_Text extract_
To address this issue, this study employs the modified Rosen–Morse (MRM) oscillator [11], which has proven effective in modeling the internuclear potential energy curve of diatomic molecules and handling anharmonicity in molecular systems. The MRM oscillator is widely used in fields such as solid-state physics, chemical physics, computational chemistry, and material science. Despite its versatility, the MRM oscillator has yet to be applied to study the thermodynamic properties of linear triatomic molecules. This study is the first to employ the MRM oscillator to derive computational models for the thermodynamic properties of these molecules, providing novel insights into the thermodynamics of triatomic systems.

The paper is organized as follows: Section 2 derives the thermodynamic functions; Section 3 uses these functions to generate numerical data for linear triatomic molecules such as BO₂ (boron oxide), HCN (hydrogen cyanide), N₃ (azide), and Si₂N (silicon nitride); and Section 4 provides a brief conclusion.

_Exercise instructions_
Please reproduce the part of the modified Rosen–Morse oscillator text starting with "To address this" and going on through "of triatomic systems.", word for word.

_Extracted entries_
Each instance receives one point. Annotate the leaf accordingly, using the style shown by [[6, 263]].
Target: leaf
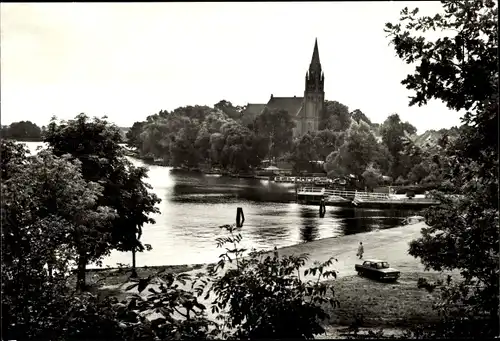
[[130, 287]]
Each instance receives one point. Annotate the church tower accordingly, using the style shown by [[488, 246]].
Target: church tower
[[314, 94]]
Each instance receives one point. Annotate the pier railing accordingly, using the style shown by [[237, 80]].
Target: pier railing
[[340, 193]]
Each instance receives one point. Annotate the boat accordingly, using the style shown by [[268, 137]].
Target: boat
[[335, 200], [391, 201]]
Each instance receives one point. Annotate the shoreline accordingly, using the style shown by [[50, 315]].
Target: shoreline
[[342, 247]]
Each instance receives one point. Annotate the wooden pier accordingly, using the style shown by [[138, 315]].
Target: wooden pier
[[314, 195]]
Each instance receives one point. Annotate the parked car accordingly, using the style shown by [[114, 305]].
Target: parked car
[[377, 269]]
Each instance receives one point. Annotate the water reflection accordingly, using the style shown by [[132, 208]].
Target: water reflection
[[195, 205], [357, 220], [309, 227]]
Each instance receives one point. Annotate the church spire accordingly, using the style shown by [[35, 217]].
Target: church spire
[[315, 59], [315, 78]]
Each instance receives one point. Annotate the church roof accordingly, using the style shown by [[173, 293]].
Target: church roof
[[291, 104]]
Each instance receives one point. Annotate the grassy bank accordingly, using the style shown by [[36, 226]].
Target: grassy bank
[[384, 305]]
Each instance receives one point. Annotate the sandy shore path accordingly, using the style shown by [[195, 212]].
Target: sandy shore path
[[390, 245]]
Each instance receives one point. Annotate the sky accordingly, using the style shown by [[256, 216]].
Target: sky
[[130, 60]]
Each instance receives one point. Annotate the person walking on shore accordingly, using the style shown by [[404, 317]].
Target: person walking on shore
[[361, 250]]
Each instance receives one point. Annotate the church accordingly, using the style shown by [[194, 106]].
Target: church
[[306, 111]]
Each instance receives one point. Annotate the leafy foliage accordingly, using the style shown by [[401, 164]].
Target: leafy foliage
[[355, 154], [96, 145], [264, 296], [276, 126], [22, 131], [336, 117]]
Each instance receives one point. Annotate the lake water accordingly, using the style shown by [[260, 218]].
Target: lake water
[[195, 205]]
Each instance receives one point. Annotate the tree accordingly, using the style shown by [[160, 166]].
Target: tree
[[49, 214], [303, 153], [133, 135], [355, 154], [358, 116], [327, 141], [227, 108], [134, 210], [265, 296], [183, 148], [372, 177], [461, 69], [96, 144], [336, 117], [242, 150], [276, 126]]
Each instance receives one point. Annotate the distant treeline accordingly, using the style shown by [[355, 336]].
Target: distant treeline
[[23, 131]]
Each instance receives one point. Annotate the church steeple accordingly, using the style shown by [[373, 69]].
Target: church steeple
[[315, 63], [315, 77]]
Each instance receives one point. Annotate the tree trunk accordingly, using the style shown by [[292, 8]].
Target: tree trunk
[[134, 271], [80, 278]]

--

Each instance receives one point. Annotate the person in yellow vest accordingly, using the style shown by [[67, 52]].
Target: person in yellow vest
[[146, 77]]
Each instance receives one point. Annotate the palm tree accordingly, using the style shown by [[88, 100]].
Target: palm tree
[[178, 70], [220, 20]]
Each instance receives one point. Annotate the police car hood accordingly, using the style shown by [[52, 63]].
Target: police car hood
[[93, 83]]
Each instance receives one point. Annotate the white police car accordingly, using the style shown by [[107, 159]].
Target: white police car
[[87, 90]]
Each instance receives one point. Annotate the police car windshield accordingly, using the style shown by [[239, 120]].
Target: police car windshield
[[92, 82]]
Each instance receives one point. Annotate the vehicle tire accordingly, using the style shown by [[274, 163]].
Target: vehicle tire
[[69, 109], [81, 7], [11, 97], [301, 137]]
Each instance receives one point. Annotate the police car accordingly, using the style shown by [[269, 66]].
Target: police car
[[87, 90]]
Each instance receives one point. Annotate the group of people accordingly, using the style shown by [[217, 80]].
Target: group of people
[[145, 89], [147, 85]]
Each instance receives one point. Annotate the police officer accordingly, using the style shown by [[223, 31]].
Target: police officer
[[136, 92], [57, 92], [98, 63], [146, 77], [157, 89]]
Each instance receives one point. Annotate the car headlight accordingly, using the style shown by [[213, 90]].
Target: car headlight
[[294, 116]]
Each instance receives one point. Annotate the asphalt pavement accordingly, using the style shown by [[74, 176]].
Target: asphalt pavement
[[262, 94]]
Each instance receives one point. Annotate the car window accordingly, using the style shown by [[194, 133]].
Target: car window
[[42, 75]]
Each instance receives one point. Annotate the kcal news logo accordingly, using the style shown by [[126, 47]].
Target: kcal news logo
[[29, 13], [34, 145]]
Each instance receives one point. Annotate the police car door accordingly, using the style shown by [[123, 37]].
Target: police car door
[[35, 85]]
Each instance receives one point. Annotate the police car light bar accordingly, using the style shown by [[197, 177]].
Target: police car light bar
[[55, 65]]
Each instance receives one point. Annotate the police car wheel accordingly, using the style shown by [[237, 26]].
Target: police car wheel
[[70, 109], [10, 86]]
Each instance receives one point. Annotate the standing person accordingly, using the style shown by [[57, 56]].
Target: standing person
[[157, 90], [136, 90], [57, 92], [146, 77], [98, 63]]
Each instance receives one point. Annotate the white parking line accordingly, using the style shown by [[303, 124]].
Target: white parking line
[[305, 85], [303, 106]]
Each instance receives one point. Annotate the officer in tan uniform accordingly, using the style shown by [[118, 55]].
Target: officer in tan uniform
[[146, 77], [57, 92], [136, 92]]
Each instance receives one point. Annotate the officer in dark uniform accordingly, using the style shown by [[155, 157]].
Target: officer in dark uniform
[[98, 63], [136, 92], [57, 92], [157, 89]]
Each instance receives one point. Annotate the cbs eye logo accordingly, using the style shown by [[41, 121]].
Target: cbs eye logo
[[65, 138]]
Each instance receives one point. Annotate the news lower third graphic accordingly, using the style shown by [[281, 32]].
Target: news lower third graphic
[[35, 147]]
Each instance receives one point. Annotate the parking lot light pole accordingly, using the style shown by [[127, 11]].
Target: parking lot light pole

---

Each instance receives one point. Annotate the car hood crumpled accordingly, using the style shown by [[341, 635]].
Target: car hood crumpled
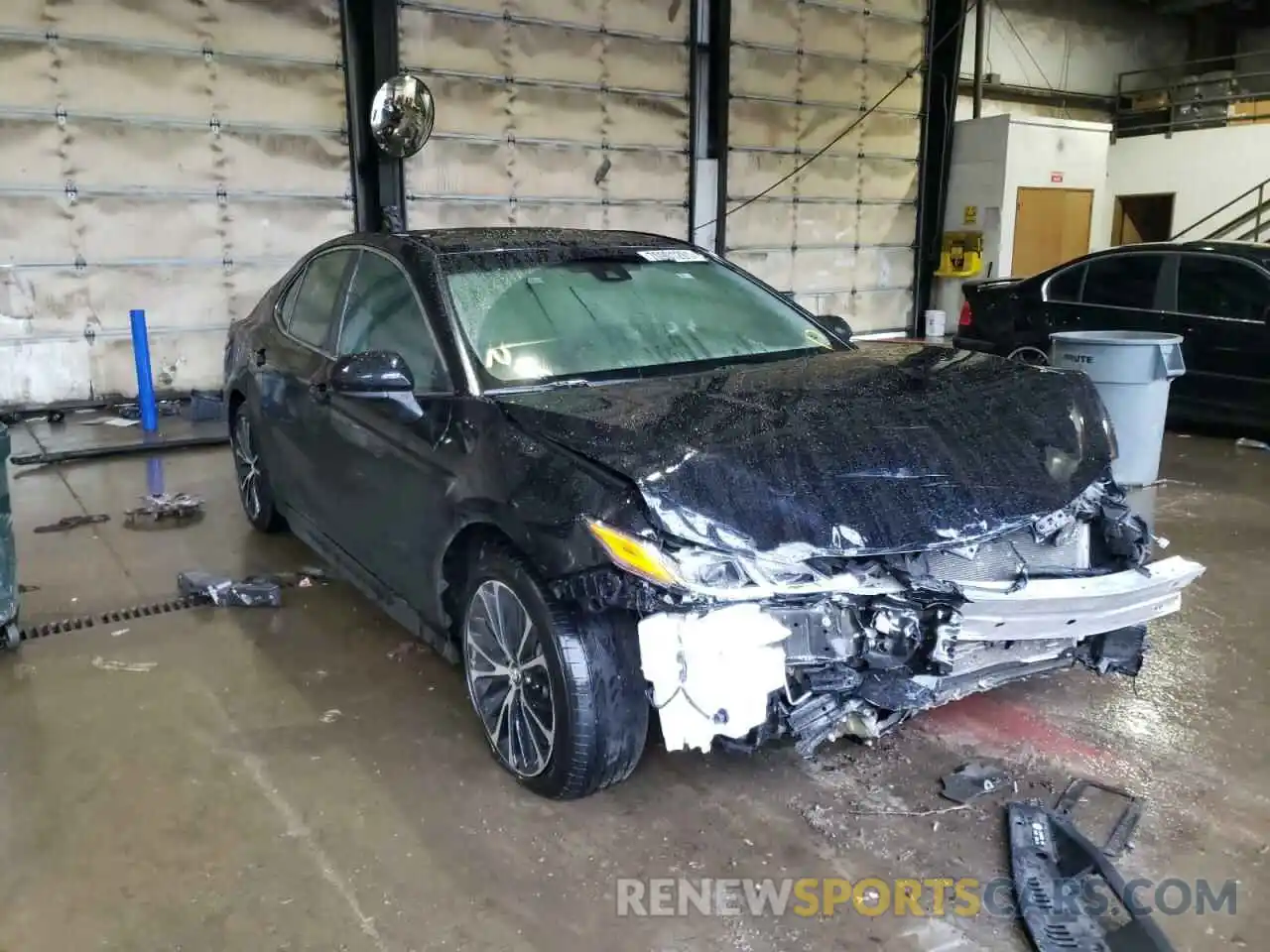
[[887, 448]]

_Result below_
To address this issue, this study employs the modified Rosen–Morse (MRM) oscillator [11], which has proven effective in modeling the internuclear potential energy curve of diatomic molecules and handling anharmonicity in molecular systems. The MRM oscillator is widely used in fields such as solid-state physics, chemical physics, computational chemistry, and material science. Despite its versatility, the MRM oscillator has yet to be applied to study the thermodynamic properties of linear triatomic molecules. This study is the first to employ the MRM oscillator to derive computational models for the thermodynamic properties of these molecules, providing novel insights into the thermodynamics of triatomic systems.